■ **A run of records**
++++

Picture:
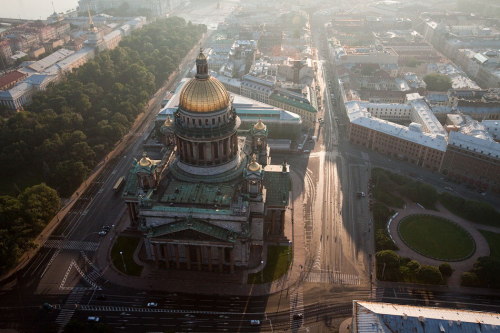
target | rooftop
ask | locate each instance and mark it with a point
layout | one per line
(10, 78)
(359, 115)
(385, 317)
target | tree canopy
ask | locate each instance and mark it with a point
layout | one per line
(70, 126)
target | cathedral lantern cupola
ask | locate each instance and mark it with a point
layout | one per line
(145, 171)
(206, 125)
(254, 175)
(258, 135)
(201, 66)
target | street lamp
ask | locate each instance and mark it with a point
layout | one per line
(123, 261)
(262, 271)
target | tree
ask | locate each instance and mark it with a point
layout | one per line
(469, 279)
(40, 203)
(445, 269)
(429, 274)
(437, 82)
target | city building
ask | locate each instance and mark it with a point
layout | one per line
(411, 143)
(212, 199)
(370, 317)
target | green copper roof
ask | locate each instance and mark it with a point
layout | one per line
(196, 225)
(292, 102)
(196, 193)
(277, 188)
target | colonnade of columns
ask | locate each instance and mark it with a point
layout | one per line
(207, 153)
(193, 257)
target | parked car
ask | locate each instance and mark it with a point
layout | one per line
(255, 322)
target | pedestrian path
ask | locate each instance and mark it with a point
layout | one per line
(69, 307)
(108, 308)
(323, 276)
(71, 245)
(296, 309)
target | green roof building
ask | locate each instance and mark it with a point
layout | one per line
(212, 200)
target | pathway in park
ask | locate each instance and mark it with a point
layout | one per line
(482, 248)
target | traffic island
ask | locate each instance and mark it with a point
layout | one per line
(278, 261)
(436, 237)
(122, 255)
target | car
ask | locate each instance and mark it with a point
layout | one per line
(255, 322)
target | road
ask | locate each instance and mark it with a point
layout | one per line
(338, 238)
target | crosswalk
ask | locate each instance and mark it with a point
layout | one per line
(89, 278)
(322, 276)
(71, 245)
(69, 308)
(296, 308)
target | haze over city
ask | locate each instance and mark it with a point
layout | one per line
(249, 166)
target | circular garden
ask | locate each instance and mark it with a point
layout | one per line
(436, 237)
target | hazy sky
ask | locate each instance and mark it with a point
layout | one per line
(34, 9)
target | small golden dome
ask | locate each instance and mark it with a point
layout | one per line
(254, 165)
(260, 126)
(204, 95)
(168, 122)
(145, 161)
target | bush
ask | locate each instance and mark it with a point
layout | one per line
(429, 274)
(475, 211)
(445, 269)
(383, 241)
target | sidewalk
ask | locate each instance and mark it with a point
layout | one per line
(210, 282)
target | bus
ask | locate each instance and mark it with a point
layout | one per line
(119, 184)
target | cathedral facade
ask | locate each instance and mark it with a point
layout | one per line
(212, 200)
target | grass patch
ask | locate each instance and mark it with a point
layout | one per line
(474, 211)
(493, 240)
(127, 245)
(436, 237)
(278, 260)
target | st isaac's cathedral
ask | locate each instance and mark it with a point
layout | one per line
(212, 199)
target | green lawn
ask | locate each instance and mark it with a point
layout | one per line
(278, 260)
(493, 240)
(127, 245)
(436, 237)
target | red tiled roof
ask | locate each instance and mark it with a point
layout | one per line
(10, 77)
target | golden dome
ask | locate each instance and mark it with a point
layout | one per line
(254, 165)
(260, 126)
(204, 95)
(168, 122)
(145, 161)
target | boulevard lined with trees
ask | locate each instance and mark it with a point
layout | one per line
(73, 124)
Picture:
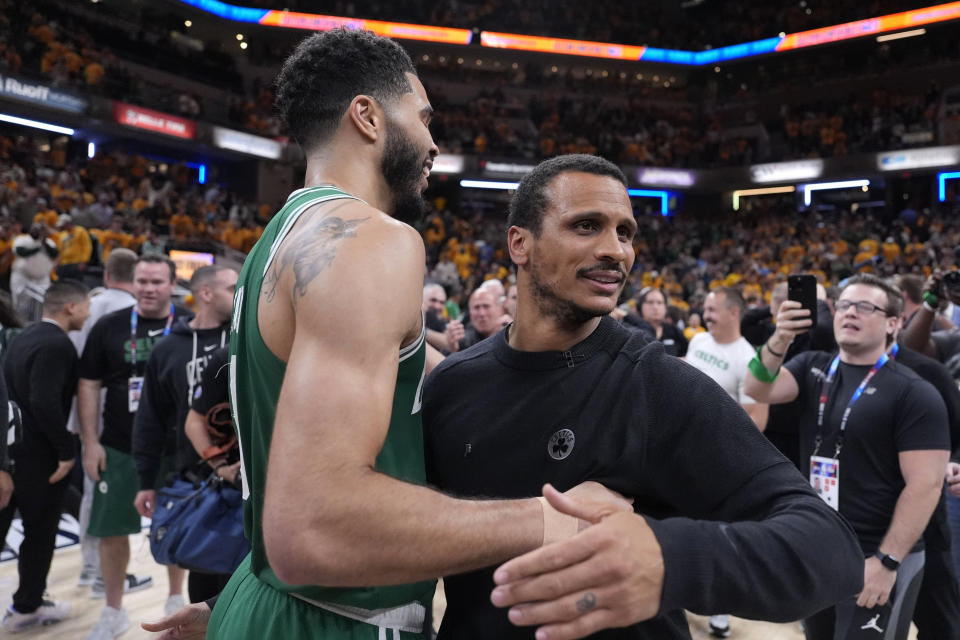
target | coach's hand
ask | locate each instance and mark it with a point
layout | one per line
(145, 502)
(610, 575)
(878, 582)
(454, 333)
(190, 623)
(94, 460)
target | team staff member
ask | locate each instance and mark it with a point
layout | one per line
(209, 424)
(567, 394)
(172, 375)
(326, 385)
(41, 372)
(115, 358)
(875, 442)
(117, 294)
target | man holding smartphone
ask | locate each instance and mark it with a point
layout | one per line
(885, 427)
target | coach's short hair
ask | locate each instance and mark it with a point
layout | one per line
(153, 258)
(203, 276)
(120, 264)
(530, 201)
(63, 292)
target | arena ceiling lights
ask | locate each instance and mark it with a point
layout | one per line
(314, 22)
(808, 189)
(741, 193)
(942, 183)
(784, 42)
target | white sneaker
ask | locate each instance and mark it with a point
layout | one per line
(720, 626)
(88, 576)
(112, 623)
(174, 604)
(132, 583)
(46, 614)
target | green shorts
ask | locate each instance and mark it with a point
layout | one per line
(249, 608)
(113, 513)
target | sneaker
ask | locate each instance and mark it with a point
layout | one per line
(134, 583)
(174, 604)
(719, 626)
(88, 576)
(49, 612)
(112, 623)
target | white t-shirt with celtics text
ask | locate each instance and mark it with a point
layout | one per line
(726, 364)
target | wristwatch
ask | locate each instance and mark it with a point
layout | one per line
(887, 560)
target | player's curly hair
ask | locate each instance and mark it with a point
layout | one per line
(328, 70)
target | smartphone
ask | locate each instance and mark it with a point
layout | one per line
(803, 289)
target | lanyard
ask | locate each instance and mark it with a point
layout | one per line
(133, 335)
(825, 392)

++++

Retype all of the entries exactly as written, leaving out any images.

Picture:
target | rooftop
ask | locate each instance and mark it with a point
layout | one per line
(10, 78)
(359, 115)
(385, 317)
target | tree canopy
ask | locate each instance and mark it with a point
layout | one per line
(70, 126)
target | cathedral lantern cupola
ask | locate each instance and mark it with a point
layout | one per line
(145, 171)
(206, 125)
(254, 175)
(258, 135)
(201, 66)
target | street lamp
ask | locate each instance and mark it with a point
layout | one per line
(123, 261)
(262, 271)
target | tree
ask | locate each instance and mark it with a point
layout | one per line
(469, 279)
(40, 203)
(445, 269)
(429, 274)
(437, 82)
target | city building
ask | locate each instance and mark it with a point
layout | one per line
(411, 143)
(212, 199)
(370, 317)
target | green copper roof
ask | locate each instance and mark it with a point
layout | one per line
(196, 225)
(292, 102)
(196, 193)
(277, 188)
target | colonnade of columns
ask | locate each instance and mark it with a point
layout | one per line
(207, 153)
(193, 257)
target | parked car
ask | locate each instance and mark it with a point
layout | one per line
(255, 322)
target | pedestrian path
ask | locate each instance and mark it with a point
layout | one per line
(69, 307)
(108, 308)
(323, 276)
(71, 245)
(296, 309)
target | green roof building
ask | locate each instance and mark it with a point
layout | one per line
(212, 200)
target | pathway in park
ask | locate each instance and mark it with a point
layout | one per line
(482, 248)
target | traffic island
ask | locate each instance and mark it with a point
layout | one per line
(278, 261)
(436, 237)
(122, 255)
target | car
ask | locate each instance and mark it with a point
layout | one per line
(255, 322)
target | road
ask | locate each instance and mark it with a point
layout | one per line
(338, 238)
target | crosswalk
ask | locate each instance and mark it with a point
layout | one per line
(89, 278)
(322, 276)
(71, 245)
(69, 308)
(296, 308)
target | haze over city
ask | locate each instance and mark it with a point
layout | one per line
(249, 166)
target | circular garden
ask | locate each instance and mark it with a point
layout | one per line
(436, 237)
target | hazy sky
ask | locate each instance and mark it with a point
layout | one per line
(34, 9)
target | small golden dome
ask | locate each instance and mark it with a point
layout | one per line
(254, 165)
(260, 126)
(204, 95)
(168, 122)
(145, 161)
target | bush
ask | locate each instance and mark it with a point
layout | one per line
(429, 274)
(475, 211)
(445, 269)
(383, 241)
target | sidewalk
ask | locate each instance and mark it with a point
layout | one per line
(210, 282)
target | bus
ask | locate each instance and mark it with a point
layout | one per line
(119, 184)
target | cathedral facade
ask | locate each instance and mark it with a point
layout | one per line
(212, 200)
target | grass patch
ask | locate each instance and mark it with a point
layout | one per line
(474, 211)
(493, 240)
(127, 245)
(436, 237)
(278, 260)
target | st isaac's cathedral
ask | locate each instance and mark it with a point
layout | one per line
(212, 199)
target | green lawn
ask | locate each instance and mark it with a point
layout | one per line
(278, 260)
(493, 240)
(127, 245)
(436, 237)
target | red tiled roof
ask | locate each instance and mark it with a point
layout | one per line
(10, 77)
target | golden dome
ask | locate each instance and mark it with a point
layout | one per line
(254, 165)
(260, 126)
(204, 95)
(168, 122)
(145, 161)
target | boulevard lined with trees
ask | locate each instance and mark it with a point
layout | one per line
(73, 124)
Picture:
target | coach's hand
ask | locate each instance and mark it with a point
layout | one per line
(145, 502)
(610, 575)
(878, 582)
(454, 333)
(190, 623)
(94, 460)
target | team staff member
ask | locate each instance and mark it with a point
layout | one per line
(209, 424)
(567, 394)
(172, 375)
(326, 385)
(41, 372)
(115, 358)
(875, 442)
(117, 294)
target | man holding smartphone
ask | locate each instance and mark it with a point
layout | one per line
(885, 427)
target | coach's short hair
ask | locate each instance and mark it with a point
layout | one per line
(153, 258)
(203, 276)
(120, 264)
(530, 201)
(63, 292)
target | arena ceiling lights
ask | locate each instance and mark it with a point
layout | one per line
(314, 22)
(808, 189)
(741, 193)
(942, 183)
(784, 42)
target | white sneaker
ask | locate each instance and mark it with a point
layout | one per line
(720, 626)
(88, 576)
(112, 623)
(174, 604)
(132, 583)
(46, 614)
target | green shorts
ask | locate each instance and mark it with a point
layout | one per line
(249, 608)
(113, 513)
target | sneaker
ask | locate each instance and mark it with a point
layout | one per line
(134, 583)
(174, 604)
(719, 626)
(88, 576)
(49, 612)
(112, 623)
target | white t-shirt with celtics text
ask | locate each instance and mark it with a point
layout | one per line
(726, 364)
target | wristwatch
ask | locate each instance and mark it with a point
layout | one per line
(887, 560)
target | player's curly hair
ask | locate each instance and mark it with a point
layout | one per line
(328, 70)
target | smartphone
ask | locate each instance and mark it with a point
layout | one per line
(803, 289)
target | lanyard
ask | locate each instance and mark it with a point
layout | one per line
(133, 335)
(825, 392)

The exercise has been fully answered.